(Location identification entries)

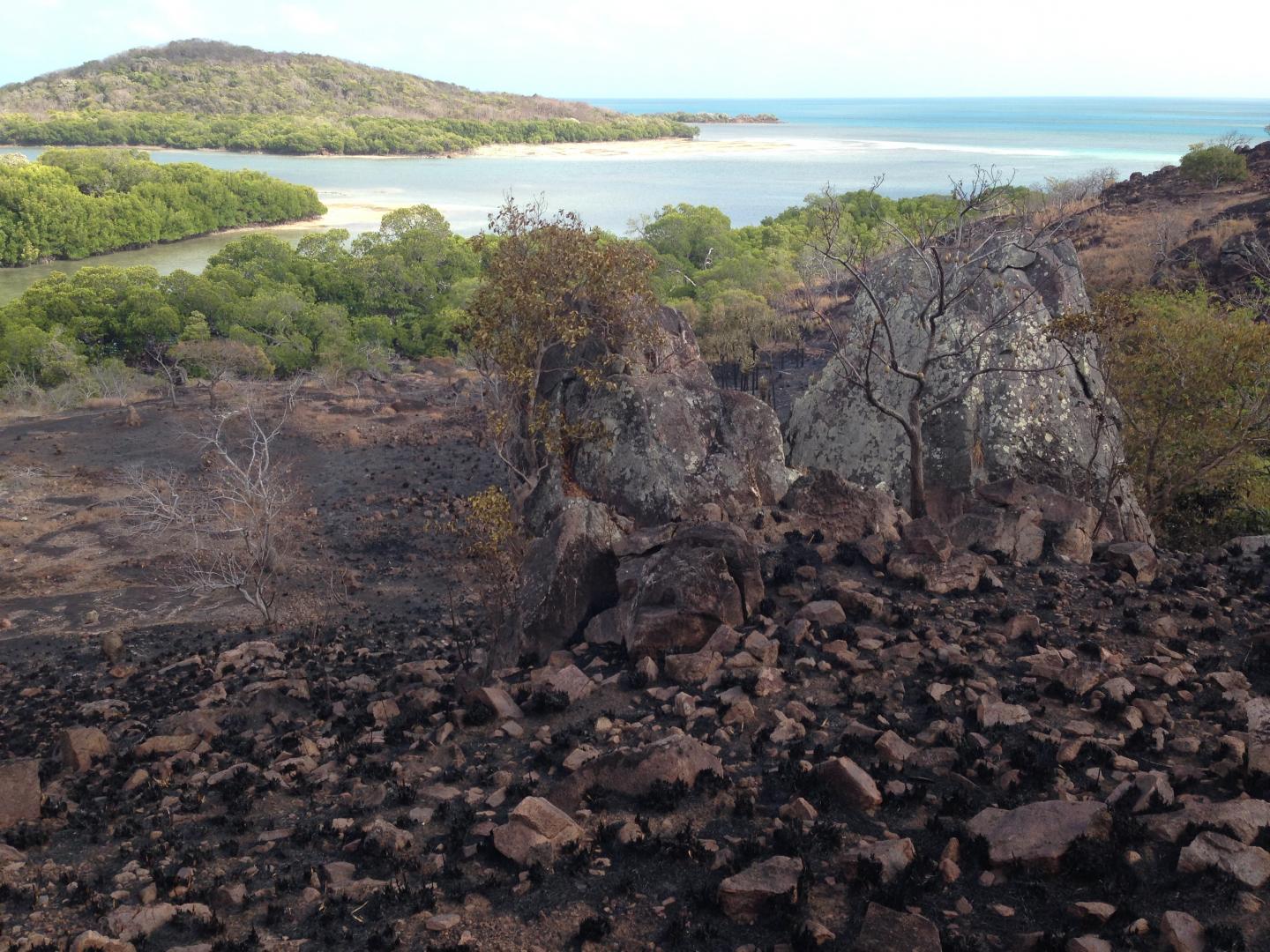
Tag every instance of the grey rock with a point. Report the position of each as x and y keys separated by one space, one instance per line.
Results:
x=1036 y=426
x=569 y=574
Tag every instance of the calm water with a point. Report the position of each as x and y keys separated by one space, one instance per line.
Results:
x=917 y=144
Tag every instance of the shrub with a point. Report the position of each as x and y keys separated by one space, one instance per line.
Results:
x=1214 y=164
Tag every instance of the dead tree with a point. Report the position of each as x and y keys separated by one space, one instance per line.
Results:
x=230 y=522
x=915 y=351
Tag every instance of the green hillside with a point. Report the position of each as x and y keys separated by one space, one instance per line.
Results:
x=204 y=94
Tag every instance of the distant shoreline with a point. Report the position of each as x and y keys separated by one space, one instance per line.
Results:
x=634 y=149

INSTRUCTIONS FOR THE TASK
Write out every one of the records above word for word, leaving out the pictures.

TASK RESULT
Tag every instance of the grey rock with a point. Report the position of each as x and y keys separated by one space, one instance per line.
Results:
x=1036 y=426
x=569 y=574
Tag every instance of the calm water with a point. Report the position of each as x and y keys separated by one space, one instance per line.
Results:
x=917 y=144
Tag every instance of the shrub with a point. Report the position of each as x and y keys separated by one space, one instance per line.
Results:
x=1214 y=164
Tag every instance of the dead tree with a point. Report the position of each as x and y keys separated by one space, one instance per line.
Results:
x=230 y=522
x=915 y=351
Tag every instance of the green hillside with a point. Report the position of each as x and y keys separated by one space, one instance per line.
Results:
x=204 y=94
Tag every instance of the distant shoreline with a point. Report the position of each as x and y keys separated by one space, one instance per line.
Results:
x=634 y=149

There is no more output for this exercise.